*TASK PROMPT*: Each entry needs to be reproduced verbatim.

[Point localization data]
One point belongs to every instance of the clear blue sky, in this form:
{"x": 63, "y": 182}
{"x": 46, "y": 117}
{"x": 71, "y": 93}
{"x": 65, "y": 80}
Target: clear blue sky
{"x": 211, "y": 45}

*ANSWER TO THE PROBLEM*:
One point belongs to every instance of the clear blue sky, in this form:
{"x": 63, "y": 182}
{"x": 46, "y": 117}
{"x": 71, "y": 93}
{"x": 65, "y": 80}
Target: clear blue sky
{"x": 211, "y": 45}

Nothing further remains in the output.